>> begin Information supplied
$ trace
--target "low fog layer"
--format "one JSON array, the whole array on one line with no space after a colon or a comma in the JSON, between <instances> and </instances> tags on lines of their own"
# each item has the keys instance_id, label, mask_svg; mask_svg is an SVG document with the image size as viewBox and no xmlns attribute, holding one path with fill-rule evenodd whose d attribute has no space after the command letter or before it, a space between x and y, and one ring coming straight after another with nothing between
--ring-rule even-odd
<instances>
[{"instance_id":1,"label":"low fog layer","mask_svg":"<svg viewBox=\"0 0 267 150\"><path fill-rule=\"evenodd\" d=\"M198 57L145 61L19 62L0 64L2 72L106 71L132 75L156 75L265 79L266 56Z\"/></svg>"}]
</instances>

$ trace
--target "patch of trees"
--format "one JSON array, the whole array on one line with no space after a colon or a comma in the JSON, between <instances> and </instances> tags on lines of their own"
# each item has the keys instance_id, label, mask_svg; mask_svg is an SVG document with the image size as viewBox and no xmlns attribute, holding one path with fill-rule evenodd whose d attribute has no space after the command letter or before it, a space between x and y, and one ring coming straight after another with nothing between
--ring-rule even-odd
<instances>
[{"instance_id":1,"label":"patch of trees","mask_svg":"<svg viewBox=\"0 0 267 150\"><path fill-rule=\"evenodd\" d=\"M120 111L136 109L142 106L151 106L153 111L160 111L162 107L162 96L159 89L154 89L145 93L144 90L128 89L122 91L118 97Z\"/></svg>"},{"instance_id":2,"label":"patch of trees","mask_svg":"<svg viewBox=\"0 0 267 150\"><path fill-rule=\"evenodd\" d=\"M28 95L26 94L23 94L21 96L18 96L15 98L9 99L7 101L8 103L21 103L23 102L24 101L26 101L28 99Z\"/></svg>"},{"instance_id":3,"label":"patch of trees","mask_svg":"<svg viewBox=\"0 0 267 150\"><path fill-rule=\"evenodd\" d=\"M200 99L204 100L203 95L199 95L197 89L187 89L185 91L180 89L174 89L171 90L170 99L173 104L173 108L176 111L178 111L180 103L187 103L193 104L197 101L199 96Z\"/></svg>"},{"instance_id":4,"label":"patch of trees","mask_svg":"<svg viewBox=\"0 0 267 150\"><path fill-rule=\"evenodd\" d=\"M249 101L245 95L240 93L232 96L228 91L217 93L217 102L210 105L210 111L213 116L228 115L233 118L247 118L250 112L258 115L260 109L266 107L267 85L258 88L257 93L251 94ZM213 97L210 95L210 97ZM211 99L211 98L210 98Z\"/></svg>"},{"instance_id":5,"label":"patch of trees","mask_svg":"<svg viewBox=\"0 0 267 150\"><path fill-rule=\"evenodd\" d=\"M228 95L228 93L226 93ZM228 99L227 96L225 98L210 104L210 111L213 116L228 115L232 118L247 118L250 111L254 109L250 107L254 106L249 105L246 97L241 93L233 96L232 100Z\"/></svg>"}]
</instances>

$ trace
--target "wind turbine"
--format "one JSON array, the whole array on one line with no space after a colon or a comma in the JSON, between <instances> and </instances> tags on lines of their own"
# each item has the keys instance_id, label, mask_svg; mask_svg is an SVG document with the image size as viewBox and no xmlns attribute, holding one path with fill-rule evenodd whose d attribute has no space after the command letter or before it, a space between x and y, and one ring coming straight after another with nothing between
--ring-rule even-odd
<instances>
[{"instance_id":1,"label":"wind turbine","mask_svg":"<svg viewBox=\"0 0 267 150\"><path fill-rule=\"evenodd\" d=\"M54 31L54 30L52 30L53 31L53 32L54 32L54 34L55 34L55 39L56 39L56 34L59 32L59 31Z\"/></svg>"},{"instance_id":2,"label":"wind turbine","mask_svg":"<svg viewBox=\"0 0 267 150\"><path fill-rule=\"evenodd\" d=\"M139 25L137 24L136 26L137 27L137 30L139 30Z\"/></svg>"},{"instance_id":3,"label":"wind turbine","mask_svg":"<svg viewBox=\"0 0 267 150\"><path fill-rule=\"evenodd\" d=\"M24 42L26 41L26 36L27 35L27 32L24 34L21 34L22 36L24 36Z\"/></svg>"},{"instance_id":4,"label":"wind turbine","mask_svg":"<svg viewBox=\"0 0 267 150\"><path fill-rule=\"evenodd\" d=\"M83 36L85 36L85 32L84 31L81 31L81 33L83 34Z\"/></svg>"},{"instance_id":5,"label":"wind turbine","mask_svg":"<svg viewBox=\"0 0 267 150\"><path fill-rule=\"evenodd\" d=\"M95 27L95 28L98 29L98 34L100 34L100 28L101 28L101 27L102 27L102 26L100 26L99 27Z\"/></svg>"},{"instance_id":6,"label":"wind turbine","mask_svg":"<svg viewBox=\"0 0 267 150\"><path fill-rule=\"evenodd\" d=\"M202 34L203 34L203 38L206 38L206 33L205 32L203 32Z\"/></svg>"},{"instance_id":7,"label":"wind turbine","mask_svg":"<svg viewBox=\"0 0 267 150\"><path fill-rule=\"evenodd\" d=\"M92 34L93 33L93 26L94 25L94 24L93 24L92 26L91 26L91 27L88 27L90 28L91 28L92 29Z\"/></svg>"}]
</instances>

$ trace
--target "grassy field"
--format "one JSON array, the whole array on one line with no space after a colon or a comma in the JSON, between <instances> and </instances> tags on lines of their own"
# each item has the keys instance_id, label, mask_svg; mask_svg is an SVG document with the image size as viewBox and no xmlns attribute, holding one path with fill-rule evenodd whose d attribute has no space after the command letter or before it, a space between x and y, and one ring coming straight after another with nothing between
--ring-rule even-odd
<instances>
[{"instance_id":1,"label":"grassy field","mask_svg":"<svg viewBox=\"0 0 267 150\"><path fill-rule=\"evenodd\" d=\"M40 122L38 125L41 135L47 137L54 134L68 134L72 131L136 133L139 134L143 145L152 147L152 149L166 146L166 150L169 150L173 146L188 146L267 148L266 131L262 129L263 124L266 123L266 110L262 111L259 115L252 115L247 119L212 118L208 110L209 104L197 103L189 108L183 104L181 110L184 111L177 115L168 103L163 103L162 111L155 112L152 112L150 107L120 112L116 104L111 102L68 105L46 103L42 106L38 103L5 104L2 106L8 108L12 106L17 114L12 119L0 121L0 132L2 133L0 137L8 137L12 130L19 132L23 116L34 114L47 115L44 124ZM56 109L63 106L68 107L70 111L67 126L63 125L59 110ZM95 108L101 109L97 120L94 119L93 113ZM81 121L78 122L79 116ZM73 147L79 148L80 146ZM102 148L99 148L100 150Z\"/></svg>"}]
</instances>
>> end Information supplied
#### [What to work on]
Repeat the material above in full, keeping every word.

#### [Task solution]
$ trace
--target "low fog layer"
--format "one JSON array, the whole array on one line with no space after a colon or a comma in the JSON, between <instances> and </instances> tags on lines of their own"
# each item has the keys instance_id, label, mask_svg; mask_svg is an SVG document with the image size as viewBox and no xmlns attribute, holding one path with fill-rule evenodd whose d attribute has no space after the command letter or before it, a space between x and y, and one ring coming straight after another with nothing between
--ring-rule even-odd
<instances>
[{"instance_id":1,"label":"low fog layer","mask_svg":"<svg viewBox=\"0 0 267 150\"><path fill-rule=\"evenodd\" d=\"M198 57L145 61L19 62L0 64L2 72L106 71L132 75L156 75L265 79L266 56Z\"/></svg>"}]
</instances>

$ trace
--target "patch of trees"
--format "one JSON array, the whole array on one line with no space after a colon or a comma in the JSON, between <instances> and </instances> tags on lines of their own"
# each item has the keys instance_id, label, mask_svg; mask_svg is an SVG document with the image size as viewBox and no xmlns attribute, holding one path with fill-rule evenodd whose d attribute has no space after the command letter or before it, a space between x and y, and one ring coming straight after another with nothing between
--ring-rule even-odd
<instances>
[{"instance_id":1,"label":"patch of trees","mask_svg":"<svg viewBox=\"0 0 267 150\"><path fill-rule=\"evenodd\" d=\"M120 111L136 109L142 106L151 106L153 111L160 111L162 107L162 96L159 89L154 89L145 93L144 90L128 89L122 91L118 97Z\"/></svg>"},{"instance_id":2,"label":"patch of trees","mask_svg":"<svg viewBox=\"0 0 267 150\"><path fill-rule=\"evenodd\" d=\"M28 95L26 94L23 94L21 96L18 96L15 98L9 99L7 101L8 103L21 103L23 102L24 101L26 101L28 99Z\"/></svg>"},{"instance_id":3,"label":"patch of trees","mask_svg":"<svg viewBox=\"0 0 267 150\"><path fill-rule=\"evenodd\" d=\"M200 99L204 100L203 95L199 95L197 89L187 89L185 91L180 89L174 89L171 90L170 99L173 104L173 108L176 111L178 111L180 103L187 103L193 104L197 101L199 96Z\"/></svg>"},{"instance_id":4,"label":"patch of trees","mask_svg":"<svg viewBox=\"0 0 267 150\"><path fill-rule=\"evenodd\" d=\"M249 101L245 95L240 93L232 96L228 91L217 93L217 102L210 105L210 111L213 116L228 115L233 118L247 118L250 112L258 115L260 109L266 107L267 85L258 88L257 93L251 94ZM213 97L210 95L210 97ZM211 99L211 98L210 98Z\"/></svg>"},{"instance_id":5,"label":"patch of trees","mask_svg":"<svg viewBox=\"0 0 267 150\"><path fill-rule=\"evenodd\" d=\"M228 95L228 93L226 93ZM228 99L227 96L225 98L210 104L210 111L213 116L228 115L232 118L247 118L250 111L254 109L250 107L254 106L249 105L246 97L241 93L233 96L232 100Z\"/></svg>"}]
</instances>

$ trace
--target "wind turbine"
--format "one JSON array, the whole array on one line with no space after a colon or a comma in the JSON, between <instances> and </instances> tags on lines of their own"
# each item has the keys instance_id, label, mask_svg; mask_svg is an SVG document with the image size as viewBox and no xmlns attribute, holding one path with fill-rule evenodd whose d attribute has no space after the command letter or before it, a space between x and y, and one ring coming straight after another with nothing between
--ring-rule even-odd
<instances>
[{"instance_id":1,"label":"wind turbine","mask_svg":"<svg viewBox=\"0 0 267 150\"><path fill-rule=\"evenodd\" d=\"M54 31L54 30L52 30L53 31L53 32L54 32L54 34L55 34L55 39L56 39L56 34L59 32L59 31Z\"/></svg>"},{"instance_id":2,"label":"wind turbine","mask_svg":"<svg viewBox=\"0 0 267 150\"><path fill-rule=\"evenodd\" d=\"M139 25L137 24L136 26L137 27L137 30L139 30Z\"/></svg>"},{"instance_id":3,"label":"wind turbine","mask_svg":"<svg viewBox=\"0 0 267 150\"><path fill-rule=\"evenodd\" d=\"M24 42L26 41L26 36L27 35L27 32L24 34L21 34L22 36L24 36Z\"/></svg>"},{"instance_id":4,"label":"wind turbine","mask_svg":"<svg viewBox=\"0 0 267 150\"><path fill-rule=\"evenodd\" d=\"M83 36L85 36L85 32L84 31L81 31L81 33L83 34Z\"/></svg>"},{"instance_id":5,"label":"wind turbine","mask_svg":"<svg viewBox=\"0 0 267 150\"><path fill-rule=\"evenodd\" d=\"M95 27L95 28L98 29L98 34L100 34L100 28L101 28L101 27L102 27L102 26L100 26L99 27Z\"/></svg>"},{"instance_id":6,"label":"wind turbine","mask_svg":"<svg viewBox=\"0 0 267 150\"><path fill-rule=\"evenodd\" d=\"M202 34L203 34L203 38L206 38L206 33L205 32L203 32Z\"/></svg>"},{"instance_id":7,"label":"wind turbine","mask_svg":"<svg viewBox=\"0 0 267 150\"><path fill-rule=\"evenodd\" d=\"M92 34L93 33L93 26L94 25L94 24L93 24L92 26L91 26L91 27L88 27L90 28L91 28L92 29Z\"/></svg>"}]
</instances>

$ trace
--target "grassy field"
--format "one JSON array, the whole array on one line with no space after a colon or a comma in the JSON, between <instances> and </instances> tags on lines of their own"
# each item has the keys instance_id, label, mask_svg; mask_svg is an SVG document with the image size as viewBox and no xmlns attribute, holding one path with fill-rule evenodd whose d attribute has no space after the command letter or before it, a space between x and y, and one ring coming straight after another with nothing between
--ring-rule even-odd
<instances>
[{"instance_id":1,"label":"grassy field","mask_svg":"<svg viewBox=\"0 0 267 150\"><path fill-rule=\"evenodd\" d=\"M40 122L38 125L41 135L47 137L54 134L68 134L72 131L136 133L139 134L143 145L152 147L152 149L166 146L166 150L169 150L173 146L188 146L267 148L266 131L262 129L263 124L266 123L266 110L262 111L259 115L252 115L247 119L212 118L208 110L209 104L197 103L189 108L183 104L181 110L184 111L177 115L168 103L163 103L162 111L155 112L152 112L150 107L120 112L116 104L111 102L68 105L46 103L42 106L38 103L5 104L2 106L8 108L12 106L17 114L12 119L0 121L0 132L2 133L0 137L8 137L12 130L19 132L23 116L34 114L47 115L44 124ZM56 109L63 106L68 107L70 111L67 126L63 125L59 110ZM95 108L101 109L97 120L94 119L93 113ZM81 121L78 122L79 116ZM73 147L79 148L80 146ZM102 148L99 148L100 150Z\"/></svg>"}]
</instances>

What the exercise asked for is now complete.